Görevin Amacı: Aşağıdaki materyalin tüm satırlarını, hiçbir şeyi değiştirmeden aynen yeniden yazar mısın?

Girdi Materyali:

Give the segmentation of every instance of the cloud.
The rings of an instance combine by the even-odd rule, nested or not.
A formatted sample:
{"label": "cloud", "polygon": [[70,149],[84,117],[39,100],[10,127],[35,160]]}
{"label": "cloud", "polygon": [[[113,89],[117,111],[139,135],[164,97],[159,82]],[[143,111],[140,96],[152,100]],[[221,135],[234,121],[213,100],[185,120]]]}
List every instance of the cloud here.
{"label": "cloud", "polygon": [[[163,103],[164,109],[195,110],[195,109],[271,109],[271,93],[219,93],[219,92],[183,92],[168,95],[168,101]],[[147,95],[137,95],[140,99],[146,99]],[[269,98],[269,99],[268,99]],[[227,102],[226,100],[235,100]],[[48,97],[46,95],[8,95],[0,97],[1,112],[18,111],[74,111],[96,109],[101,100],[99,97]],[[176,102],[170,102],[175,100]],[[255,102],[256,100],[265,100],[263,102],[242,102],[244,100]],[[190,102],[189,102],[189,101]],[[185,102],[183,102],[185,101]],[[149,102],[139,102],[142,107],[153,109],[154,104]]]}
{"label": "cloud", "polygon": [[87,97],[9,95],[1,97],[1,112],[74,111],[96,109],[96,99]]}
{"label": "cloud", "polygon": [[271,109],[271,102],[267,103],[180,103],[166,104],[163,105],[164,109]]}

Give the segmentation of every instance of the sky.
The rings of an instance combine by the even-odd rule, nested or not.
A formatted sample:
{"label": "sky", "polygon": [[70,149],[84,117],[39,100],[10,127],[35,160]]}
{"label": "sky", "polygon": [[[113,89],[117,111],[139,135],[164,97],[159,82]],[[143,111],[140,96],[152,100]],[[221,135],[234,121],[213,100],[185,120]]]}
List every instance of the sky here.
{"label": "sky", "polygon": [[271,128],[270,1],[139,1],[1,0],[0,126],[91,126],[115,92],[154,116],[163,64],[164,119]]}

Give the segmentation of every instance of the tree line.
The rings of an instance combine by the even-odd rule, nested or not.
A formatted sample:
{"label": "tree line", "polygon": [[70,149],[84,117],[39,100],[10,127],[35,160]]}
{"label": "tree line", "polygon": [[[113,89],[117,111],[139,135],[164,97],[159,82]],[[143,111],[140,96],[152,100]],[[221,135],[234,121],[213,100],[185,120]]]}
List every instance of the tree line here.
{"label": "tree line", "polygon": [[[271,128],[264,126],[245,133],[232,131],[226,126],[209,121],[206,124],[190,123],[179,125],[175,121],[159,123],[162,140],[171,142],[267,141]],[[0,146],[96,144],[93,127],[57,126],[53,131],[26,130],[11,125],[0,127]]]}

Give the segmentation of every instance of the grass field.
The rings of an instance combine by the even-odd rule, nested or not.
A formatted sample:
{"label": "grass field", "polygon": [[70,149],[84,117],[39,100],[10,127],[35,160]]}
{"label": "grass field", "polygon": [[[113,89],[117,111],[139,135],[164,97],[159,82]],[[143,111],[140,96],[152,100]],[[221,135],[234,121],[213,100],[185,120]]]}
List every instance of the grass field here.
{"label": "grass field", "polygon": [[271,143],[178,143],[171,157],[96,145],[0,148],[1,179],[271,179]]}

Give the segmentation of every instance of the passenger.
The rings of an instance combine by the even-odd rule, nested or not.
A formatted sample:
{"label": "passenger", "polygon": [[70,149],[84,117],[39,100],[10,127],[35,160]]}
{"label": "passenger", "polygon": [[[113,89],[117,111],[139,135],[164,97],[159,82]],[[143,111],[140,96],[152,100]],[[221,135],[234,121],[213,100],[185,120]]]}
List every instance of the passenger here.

Problemin Çözümü:
Give the segmentation of every instance of the cloud.
The rings of an instance combine by the even-odd rule, nested or not.
A formatted sample:
{"label": "cloud", "polygon": [[70,149],[84,117],[39,100],[10,127],[35,160]]}
{"label": "cloud", "polygon": [[[113,89],[117,111],[139,135],[164,97],[159,82]],[[143,111],[140,96],[152,100]],[[221,135],[234,121],[213,100],[185,120]]]}
List every instance of the cloud here.
{"label": "cloud", "polygon": [[[163,103],[164,109],[195,110],[195,109],[271,109],[271,93],[219,93],[219,92],[183,92],[168,95],[168,101]],[[147,95],[137,95],[140,99],[146,99]],[[269,98],[269,99],[268,99]],[[227,102],[226,100],[235,100]],[[48,97],[46,95],[8,95],[0,97],[1,112],[18,111],[74,111],[96,109],[101,100],[99,97]],[[176,102],[170,102],[175,100]],[[255,102],[256,100],[265,100],[263,102],[242,102],[244,100]],[[190,102],[189,102],[189,101]],[[185,102],[183,102],[185,101]],[[149,102],[139,102],[142,107],[153,109],[154,104]]]}
{"label": "cloud", "polygon": [[87,97],[9,95],[1,97],[1,112],[74,111],[96,109],[96,99]]}
{"label": "cloud", "polygon": [[271,109],[271,102],[267,103],[180,103],[166,104],[163,105],[164,109]]}

Give the segmentation of every instance of the sky.
The rings of an instance combine by the even-odd rule, nested or not.
A formatted sample:
{"label": "sky", "polygon": [[70,149],[84,117],[39,100],[10,127],[35,160]]}
{"label": "sky", "polygon": [[[113,89],[117,111],[139,135],[164,97],[159,82]],[[143,111],[140,96],[152,100]],[[221,135],[234,121],[213,100],[185,120]]]}
List every instance of the sky here.
{"label": "sky", "polygon": [[271,128],[270,1],[139,1],[1,0],[0,126],[91,126],[115,92],[154,116],[163,64],[164,119]]}

Give the segmentation of every instance of the tree line.
The rings of an instance combine by the even-odd rule, nested or not.
A formatted sample:
{"label": "tree line", "polygon": [[70,149],[84,117],[39,100],[10,127],[35,160]]}
{"label": "tree line", "polygon": [[[113,89],[117,111],[139,135],[164,97],[159,82]],[[143,111],[140,96],[152,100]],[[221,135],[234,121],[213,100],[185,120]]]}
List every instance of the tree line here.
{"label": "tree line", "polygon": [[[271,128],[264,126],[245,133],[232,131],[226,126],[209,121],[206,124],[190,123],[179,125],[175,121],[159,123],[162,140],[171,142],[267,141]],[[0,146],[96,144],[93,127],[57,126],[53,131],[26,130],[11,125],[0,127]]]}

Give the segmentation of every instance of the grass field.
The rings of an instance combine by the even-odd rule, nested or not.
A formatted sample:
{"label": "grass field", "polygon": [[70,149],[84,117],[39,100],[10,127],[35,160]]}
{"label": "grass field", "polygon": [[[113,89],[117,111],[139,135],[164,97],[159,82]],[[143,111],[140,96],[152,100]],[[221,135],[234,121],[213,100],[185,120]]]}
List every instance of the grass field here.
{"label": "grass field", "polygon": [[271,143],[178,143],[171,157],[96,145],[0,148],[1,179],[271,179]]}

Give the segmentation of every instance of the passenger.
The rings of an instance combine by the even-odd rule, nested or not.
A formatted sample:
{"label": "passenger", "polygon": [[70,149],[84,117],[39,100],[10,127],[35,160]]}
{"label": "passenger", "polygon": [[[113,89],[117,111],[139,135],[164,97],[159,82]],[[143,111],[140,96],[152,100]],[[221,135],[234,121],[213,100],[185,120]]]}
List every instance of the passenger here.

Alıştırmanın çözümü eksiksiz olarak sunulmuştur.